[[ Stored data open ]]

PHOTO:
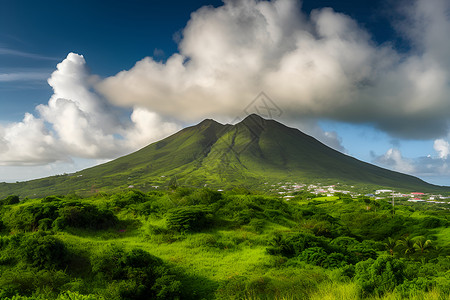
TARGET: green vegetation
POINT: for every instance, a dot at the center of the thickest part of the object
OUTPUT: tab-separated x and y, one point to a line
248	154
188	243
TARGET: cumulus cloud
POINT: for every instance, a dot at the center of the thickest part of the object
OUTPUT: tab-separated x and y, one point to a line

[[ Stored data closed ]]

What to produce -
Each record above should be restated word for word. The pictures should not appear.

Response area -
PHOTO:
TARGET: green vegetation
POINT: for every instance, a dot at the center of the thickest part of the object
OUTPUT: tab-separated x and y, one point to a line
248	154
188	243
TARGET: cumulus cloud
POINT: for every instance, a dot at the center of the thickest part of the object
OUTPUT: tab-separated x and y, one point to a line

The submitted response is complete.